■ SOURCE EXCERPT:
-.-.-
The seeds of Keynes’ eighty-year-old warning have started blooming on the Indian IT industry's landscape, where after a nearly twenty year boom, the inevitable has started happening.

As Vineet Nayyar, former CEO of HCL Technologies told this writer in a recent interview while smiling wryly: “Let’s not forget, the IT industry in India was built on the back of cheap labour.”

The question that begs to be asked here is what happens when the labour is no longer cheap and the going gets tough for outsourcing companies? The answer, of course, is automation .

The ‘Big Three’ - Cognizant, Infosys, Wipro - in the space of the last six months have signed agreements with >New York-based company IPsoft , an organisation that promises robots and humanoids that automate and deliver IT projects at a cost that is roughly less than one-fourth the billing rates of engineers from most domestic IT firms.

Eliza.. phone home!
-.-.-
[Labeled area outline items]
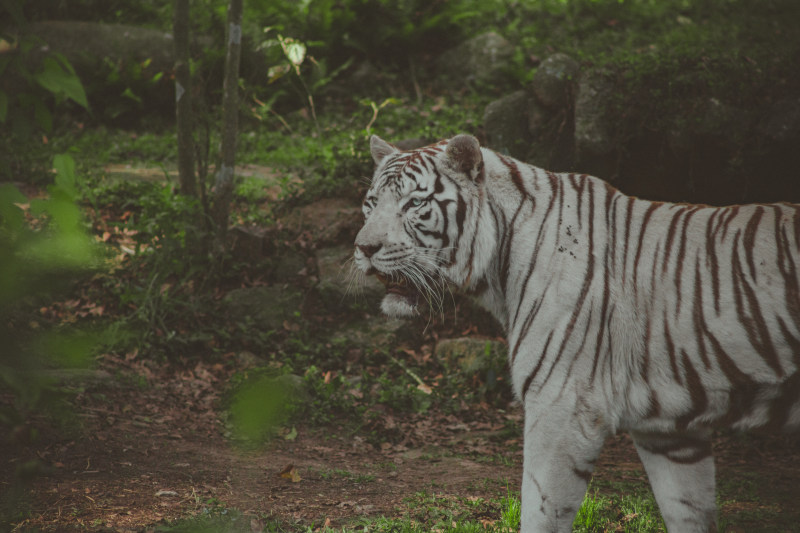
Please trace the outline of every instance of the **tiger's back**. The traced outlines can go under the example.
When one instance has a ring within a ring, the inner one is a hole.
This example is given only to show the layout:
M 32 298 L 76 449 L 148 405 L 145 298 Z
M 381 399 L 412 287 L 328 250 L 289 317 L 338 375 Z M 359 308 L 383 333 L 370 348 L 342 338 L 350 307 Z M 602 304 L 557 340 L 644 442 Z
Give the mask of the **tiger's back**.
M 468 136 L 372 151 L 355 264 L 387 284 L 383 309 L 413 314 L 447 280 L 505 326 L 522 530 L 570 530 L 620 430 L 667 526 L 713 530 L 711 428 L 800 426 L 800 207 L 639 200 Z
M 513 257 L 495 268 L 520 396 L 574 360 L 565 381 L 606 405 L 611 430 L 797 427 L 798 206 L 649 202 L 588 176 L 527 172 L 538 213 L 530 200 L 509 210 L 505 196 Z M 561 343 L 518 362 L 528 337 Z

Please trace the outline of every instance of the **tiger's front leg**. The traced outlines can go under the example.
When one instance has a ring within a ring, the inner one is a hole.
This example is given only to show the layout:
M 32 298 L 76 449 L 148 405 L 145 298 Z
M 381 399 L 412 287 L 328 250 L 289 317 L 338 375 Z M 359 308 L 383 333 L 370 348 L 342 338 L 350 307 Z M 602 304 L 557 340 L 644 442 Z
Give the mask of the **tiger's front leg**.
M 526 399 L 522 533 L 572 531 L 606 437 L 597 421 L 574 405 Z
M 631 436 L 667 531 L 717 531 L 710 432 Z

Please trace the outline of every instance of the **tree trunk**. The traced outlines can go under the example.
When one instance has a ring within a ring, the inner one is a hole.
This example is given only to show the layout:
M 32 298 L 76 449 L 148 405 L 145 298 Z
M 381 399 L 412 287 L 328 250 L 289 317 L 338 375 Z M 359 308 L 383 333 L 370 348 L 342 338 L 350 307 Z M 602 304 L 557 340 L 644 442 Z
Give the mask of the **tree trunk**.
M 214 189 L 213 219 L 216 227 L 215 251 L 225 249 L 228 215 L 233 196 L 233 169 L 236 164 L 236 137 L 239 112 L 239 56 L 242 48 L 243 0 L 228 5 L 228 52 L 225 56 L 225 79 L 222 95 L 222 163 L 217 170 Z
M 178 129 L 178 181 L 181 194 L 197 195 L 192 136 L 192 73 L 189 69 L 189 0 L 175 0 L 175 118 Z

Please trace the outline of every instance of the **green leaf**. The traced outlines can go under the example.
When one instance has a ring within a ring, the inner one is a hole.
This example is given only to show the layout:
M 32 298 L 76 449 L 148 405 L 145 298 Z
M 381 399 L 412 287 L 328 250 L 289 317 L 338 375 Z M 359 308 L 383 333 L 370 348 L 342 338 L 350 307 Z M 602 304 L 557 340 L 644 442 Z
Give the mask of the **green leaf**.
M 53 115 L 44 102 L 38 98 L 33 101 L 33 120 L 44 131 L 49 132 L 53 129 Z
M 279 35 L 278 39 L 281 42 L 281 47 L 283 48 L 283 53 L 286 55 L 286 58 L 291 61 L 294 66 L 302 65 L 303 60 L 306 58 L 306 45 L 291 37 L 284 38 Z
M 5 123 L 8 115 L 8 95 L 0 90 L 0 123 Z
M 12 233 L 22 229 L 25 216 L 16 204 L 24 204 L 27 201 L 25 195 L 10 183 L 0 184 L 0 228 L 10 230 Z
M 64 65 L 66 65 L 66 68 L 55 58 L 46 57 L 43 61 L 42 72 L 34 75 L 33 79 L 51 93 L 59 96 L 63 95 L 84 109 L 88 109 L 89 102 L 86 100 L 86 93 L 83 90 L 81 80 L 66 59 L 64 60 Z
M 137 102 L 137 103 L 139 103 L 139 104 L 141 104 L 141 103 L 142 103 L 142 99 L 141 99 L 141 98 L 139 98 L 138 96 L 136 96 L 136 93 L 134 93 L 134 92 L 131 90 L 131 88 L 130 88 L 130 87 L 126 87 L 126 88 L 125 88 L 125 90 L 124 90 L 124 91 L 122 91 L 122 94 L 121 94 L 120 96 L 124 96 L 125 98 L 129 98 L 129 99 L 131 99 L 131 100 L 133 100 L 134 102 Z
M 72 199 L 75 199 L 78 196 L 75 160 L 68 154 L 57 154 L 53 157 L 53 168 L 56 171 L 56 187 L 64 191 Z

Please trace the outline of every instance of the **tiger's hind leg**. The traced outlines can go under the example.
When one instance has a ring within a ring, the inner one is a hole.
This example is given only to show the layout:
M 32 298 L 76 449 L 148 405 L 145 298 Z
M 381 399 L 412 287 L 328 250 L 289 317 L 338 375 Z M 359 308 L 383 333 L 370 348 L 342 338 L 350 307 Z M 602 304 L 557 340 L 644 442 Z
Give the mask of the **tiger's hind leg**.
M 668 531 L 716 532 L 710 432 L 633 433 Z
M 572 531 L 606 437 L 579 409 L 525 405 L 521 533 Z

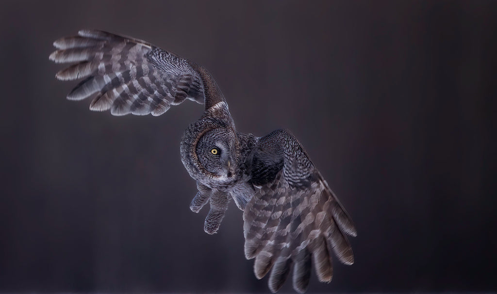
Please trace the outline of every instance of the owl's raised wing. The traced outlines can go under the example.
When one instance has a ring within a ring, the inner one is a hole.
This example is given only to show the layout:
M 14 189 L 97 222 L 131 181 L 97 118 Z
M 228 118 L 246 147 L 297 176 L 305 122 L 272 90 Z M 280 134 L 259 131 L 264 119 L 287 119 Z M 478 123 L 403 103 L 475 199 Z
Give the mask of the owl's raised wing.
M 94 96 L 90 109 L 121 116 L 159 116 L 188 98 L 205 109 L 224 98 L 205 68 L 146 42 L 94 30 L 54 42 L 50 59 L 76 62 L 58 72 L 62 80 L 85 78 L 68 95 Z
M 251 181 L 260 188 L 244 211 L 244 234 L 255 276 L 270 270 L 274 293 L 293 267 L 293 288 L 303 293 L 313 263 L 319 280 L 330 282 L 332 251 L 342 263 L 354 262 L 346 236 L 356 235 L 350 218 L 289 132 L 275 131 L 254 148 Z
-.-.-
■ DIRECTION A:
Answer these from the excerpt on the Indian IT industry:
(i) Which former CEO is quoted, and of what company?
(ii) Which companies does the excerpt call the "Big Three"?
(iii) Where is IPsoft based?
■ DIRECTION B:
Carry on the excerpt about automation in the Indian IT industry, picking up right after its final line.

■ EXPECTED ANSWER A:
(i) Vineet Nayyar, former CEO of HCL Technologies.
(ii) Cognizant, Infosys and Wipro.
(iii) New York.

■ EXPECTED ANSWER B:
IPsoft’s prized offering, a blonde-haired humanoid charmingly known as ‘Eliza’, is all set to start automating low-end BPO work. The promises that Eliza brings—80% greater efficiency and the potential to save as much as 80 per cent of costs—are too attractive for IT firms to pass up.

On the contrary, for an industry wracked by hiring issues, labour problems and decreasing profitability, automation is its best bet— much to the detriment of a populace that has come to depend on the IT services industry for employment.

In retrospect, it is now clear that the wave of automation that is set to sweep over the Indian IT and BPO industry is merely the second part of a process that started with jobs flowing from the Western world to India, China and other off-shoring hubs.

What are the implications and consequences of the IT services industry entering an era of robots? There are perhaps two questions whose answers give us a glimpse of this brave new world of technological unemployment.

One: What are the implications for employment? In other words, are we looking at technology-caused massive unemployment over the next ten years?

Headed to the glue factory

The answer to this is that we simply have no way of knowing at this point. The threat of technological unemployment has reared its ugly head many times over the last 70 years; the jump in employment from the farming sector to manufacturing and finally the services industry is indicative of this.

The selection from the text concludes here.